(Source information begins)
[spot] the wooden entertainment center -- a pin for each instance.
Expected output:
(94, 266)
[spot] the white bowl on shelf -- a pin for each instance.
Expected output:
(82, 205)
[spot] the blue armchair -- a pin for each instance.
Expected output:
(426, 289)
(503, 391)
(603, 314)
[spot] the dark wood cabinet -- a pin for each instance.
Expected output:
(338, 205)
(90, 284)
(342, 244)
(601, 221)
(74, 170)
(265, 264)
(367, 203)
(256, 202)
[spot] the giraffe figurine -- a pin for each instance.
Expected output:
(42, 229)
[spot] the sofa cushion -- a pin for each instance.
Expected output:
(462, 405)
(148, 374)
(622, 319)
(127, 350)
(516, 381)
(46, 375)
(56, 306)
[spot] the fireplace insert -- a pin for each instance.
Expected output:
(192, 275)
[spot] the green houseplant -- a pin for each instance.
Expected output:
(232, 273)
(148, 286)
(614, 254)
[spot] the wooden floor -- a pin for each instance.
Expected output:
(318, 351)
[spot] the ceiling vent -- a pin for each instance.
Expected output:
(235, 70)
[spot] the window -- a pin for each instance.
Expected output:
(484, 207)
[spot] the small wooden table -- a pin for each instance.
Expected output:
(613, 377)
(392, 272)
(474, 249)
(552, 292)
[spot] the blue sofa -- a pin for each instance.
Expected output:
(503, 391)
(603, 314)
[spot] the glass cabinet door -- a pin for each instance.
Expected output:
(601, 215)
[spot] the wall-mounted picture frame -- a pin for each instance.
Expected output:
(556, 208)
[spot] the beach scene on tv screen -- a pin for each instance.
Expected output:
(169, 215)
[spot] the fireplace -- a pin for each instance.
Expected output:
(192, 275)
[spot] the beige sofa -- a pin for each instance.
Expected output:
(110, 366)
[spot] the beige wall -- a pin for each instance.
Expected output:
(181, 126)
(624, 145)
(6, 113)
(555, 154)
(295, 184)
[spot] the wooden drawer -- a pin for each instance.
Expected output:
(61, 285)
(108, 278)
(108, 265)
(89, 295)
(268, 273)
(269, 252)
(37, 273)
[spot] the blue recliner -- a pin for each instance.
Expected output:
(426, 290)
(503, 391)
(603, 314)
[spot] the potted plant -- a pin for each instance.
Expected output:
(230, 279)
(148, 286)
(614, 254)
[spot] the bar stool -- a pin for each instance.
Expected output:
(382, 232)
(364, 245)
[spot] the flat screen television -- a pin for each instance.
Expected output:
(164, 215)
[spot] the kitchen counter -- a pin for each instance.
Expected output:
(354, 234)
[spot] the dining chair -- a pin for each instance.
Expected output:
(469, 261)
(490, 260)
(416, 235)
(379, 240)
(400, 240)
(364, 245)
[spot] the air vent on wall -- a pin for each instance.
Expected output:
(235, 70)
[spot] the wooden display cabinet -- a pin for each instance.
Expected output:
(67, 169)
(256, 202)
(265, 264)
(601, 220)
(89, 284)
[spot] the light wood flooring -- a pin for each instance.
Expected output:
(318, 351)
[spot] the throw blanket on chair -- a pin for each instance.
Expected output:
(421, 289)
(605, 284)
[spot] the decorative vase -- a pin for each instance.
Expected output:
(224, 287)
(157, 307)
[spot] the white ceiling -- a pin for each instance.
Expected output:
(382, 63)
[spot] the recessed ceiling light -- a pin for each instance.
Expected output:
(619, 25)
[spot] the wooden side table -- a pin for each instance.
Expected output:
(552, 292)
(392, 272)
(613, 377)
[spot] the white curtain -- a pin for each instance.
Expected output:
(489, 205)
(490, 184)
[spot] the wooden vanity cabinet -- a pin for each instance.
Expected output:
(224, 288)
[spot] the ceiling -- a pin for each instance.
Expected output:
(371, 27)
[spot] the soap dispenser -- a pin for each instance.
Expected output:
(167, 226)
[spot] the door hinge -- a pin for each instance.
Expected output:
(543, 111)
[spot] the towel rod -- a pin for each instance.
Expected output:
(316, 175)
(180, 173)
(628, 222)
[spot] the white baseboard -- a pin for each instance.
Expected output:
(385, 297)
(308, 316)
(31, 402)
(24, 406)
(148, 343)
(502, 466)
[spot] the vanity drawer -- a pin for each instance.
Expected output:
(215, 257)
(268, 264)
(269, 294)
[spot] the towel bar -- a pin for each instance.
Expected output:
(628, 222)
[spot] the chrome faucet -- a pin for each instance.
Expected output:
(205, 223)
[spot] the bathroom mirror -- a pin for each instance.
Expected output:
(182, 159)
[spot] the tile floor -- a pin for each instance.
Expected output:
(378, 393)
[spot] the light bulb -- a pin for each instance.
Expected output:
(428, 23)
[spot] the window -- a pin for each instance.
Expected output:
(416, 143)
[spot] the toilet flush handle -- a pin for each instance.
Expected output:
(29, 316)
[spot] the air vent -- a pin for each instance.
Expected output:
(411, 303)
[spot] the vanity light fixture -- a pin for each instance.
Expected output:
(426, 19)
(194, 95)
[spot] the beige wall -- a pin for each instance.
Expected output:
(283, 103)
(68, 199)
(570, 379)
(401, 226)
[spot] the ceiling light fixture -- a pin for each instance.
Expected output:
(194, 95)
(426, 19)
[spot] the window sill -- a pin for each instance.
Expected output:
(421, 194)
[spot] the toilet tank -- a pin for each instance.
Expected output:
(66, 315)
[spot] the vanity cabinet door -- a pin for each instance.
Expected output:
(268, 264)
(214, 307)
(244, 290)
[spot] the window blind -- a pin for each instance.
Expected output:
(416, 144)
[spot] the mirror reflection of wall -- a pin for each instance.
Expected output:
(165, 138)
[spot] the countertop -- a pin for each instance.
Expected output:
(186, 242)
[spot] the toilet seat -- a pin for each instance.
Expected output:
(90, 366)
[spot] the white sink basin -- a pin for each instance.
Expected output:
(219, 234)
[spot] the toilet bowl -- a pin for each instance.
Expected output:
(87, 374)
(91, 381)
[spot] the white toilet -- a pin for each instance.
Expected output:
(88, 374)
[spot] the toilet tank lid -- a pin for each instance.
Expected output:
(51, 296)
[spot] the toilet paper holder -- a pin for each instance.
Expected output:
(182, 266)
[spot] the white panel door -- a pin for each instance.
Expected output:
(Source information ends)
▶ [Assignment]:
Reproduce every line in the records above that contains the word "window".

▶ [Your solution]:
[spot] the window -- a pin for each instance.
[spot] the window -- a pin for each instance.
[spot] the window sill -- a pin for each instance.
[spot] the window blind -- a pin for each instance.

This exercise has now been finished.